**EXERCISE**
Can you lay out every line of the material below as a JSON list of strings, one string per line, with blank lines left out?

**RECORDS SUPPLIED**
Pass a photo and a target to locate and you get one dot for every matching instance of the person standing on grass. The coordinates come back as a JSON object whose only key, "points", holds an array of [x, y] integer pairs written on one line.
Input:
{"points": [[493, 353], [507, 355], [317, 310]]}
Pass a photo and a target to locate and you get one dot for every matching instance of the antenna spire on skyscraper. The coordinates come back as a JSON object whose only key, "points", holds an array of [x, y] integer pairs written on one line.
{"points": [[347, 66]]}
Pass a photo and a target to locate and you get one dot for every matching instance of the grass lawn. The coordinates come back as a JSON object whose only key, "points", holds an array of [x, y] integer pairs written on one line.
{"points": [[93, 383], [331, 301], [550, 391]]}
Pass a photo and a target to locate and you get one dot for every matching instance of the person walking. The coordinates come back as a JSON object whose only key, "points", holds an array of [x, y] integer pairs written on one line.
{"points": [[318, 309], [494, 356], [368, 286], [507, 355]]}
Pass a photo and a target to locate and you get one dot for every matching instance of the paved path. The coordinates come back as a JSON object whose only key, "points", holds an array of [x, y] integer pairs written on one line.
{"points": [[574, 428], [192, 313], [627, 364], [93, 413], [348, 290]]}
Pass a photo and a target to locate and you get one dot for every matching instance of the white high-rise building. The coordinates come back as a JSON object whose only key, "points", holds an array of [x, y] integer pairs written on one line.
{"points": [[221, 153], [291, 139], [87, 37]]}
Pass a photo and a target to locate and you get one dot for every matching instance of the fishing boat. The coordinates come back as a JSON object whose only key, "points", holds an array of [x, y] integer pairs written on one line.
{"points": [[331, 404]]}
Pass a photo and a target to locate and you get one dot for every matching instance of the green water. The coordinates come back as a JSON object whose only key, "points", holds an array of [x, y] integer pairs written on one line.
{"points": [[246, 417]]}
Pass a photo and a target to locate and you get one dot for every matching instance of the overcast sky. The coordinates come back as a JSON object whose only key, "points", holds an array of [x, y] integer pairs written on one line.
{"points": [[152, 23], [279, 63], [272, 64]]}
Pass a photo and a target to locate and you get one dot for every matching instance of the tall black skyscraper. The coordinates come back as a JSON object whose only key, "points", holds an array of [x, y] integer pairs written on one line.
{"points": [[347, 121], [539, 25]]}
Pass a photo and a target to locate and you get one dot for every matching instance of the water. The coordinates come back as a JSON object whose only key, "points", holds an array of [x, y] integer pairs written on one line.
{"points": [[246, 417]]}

**SOLUTION TO THE EXERCISE**
[
  "Pass a photo and a target to locate and you get one dot for every matching instance of the person standing on grass. The coordinates come back as a JSON object whose only key, \"points\", holds an array of [x, y] integer pairs written on one line.",
  "Input:",
  "{\"points\": [[493, 353], [507, 355], [317, 310]]}",
  "Pass a photo and a target to locate and you get one dot for every matching instance of the antenna spire on skyscraper. The coordinates come back as a JSON object whose only key, \"points\", holds an array of [x, y] integer pairs written on one line.",
  "{\"points\": [[347, 66]]}",
  "Pass a photo and a target to locate and you get one dot for every matching instance of the grass lawn. The coordinates come back as a JSON object whose only key, \"points\", holds an array of [x, y] integer pairs written on one line.",
  "{\"points\": [[93, 383], [331, 301], [550, 391]]}",
  "Pass a photo and a target to locate and you get one dot for every matching instance of the person walking. The coordinates come back as a JSON object whose only key, \"points\", holds an array of [x, y] integer pairs written on one line.",
  "{\"points\": [[318, 309], [494, 356], [368, 286], [507, 355]]}",
  "Pass a photo and a target to locate and you get one dot for every matching instance of the paved path. The coordinates come back as a JSON object whose only key, \"points\", holds an array of [x, y] integer pairs written on one line.",
  "{\"points\": [[574, 428], [192, 313], [627, 364], [93, 413], [348, 290]]}",
  "Pass a photo and a target to locate and you get one dot for every matching instance of the white high-rise building. The coordinates come back as a JSON object whose only key, \"points\", holds an array of [x, y] integer pairs written on one line.",
  "{\"points\": [[221, 153], [291, 139], [87, 37]]}",
  "Pass a photo and a target to locate and you get one dot for every matching instance of the fishing boat. The coordinates come back as a JSON object whose only key, \"points\", holds an array of [x, y] integer pairs written on one line.",
  "{\"points\": [[331, 404]]}",
  "Pass a photo and a target to locate and you get one dot for every matching instance of the green water. The coordinates come back as a JSON object whose only key, \"points\", holds an array of [x, y] integer pairs written on one line.",
  "{\"points\": [[246, 417]]}",
  "Pass a photo and a target to locate and you get one dot for every matching instance of the overcast sky. The coordinates come back as a JSON object whose only key, \"points\", holds an array of [x, y] integer pairs written on one line.",
  "{\"points\": [[152, 23], [279, 63], [272, 64]]}",
  "Pass a photo and a target to locate and you get one dot for every matching instance of the tall black skyscraper. The coordinates come back as a JSON object whose only key, \"points\", holds an array of [x, y] integer pairs written on one line.",
  "{\"points\": [[347, 121], [539, 25]]}",
  "Pass a photo and a target to locate and you get one dot for every matching instance of the water. The coordinates come back as a JSON object whose only key, \"points\", holds an array of [x, y] integer pairs written on one line.",
  "{\"points\": [[246, 417]]}"
]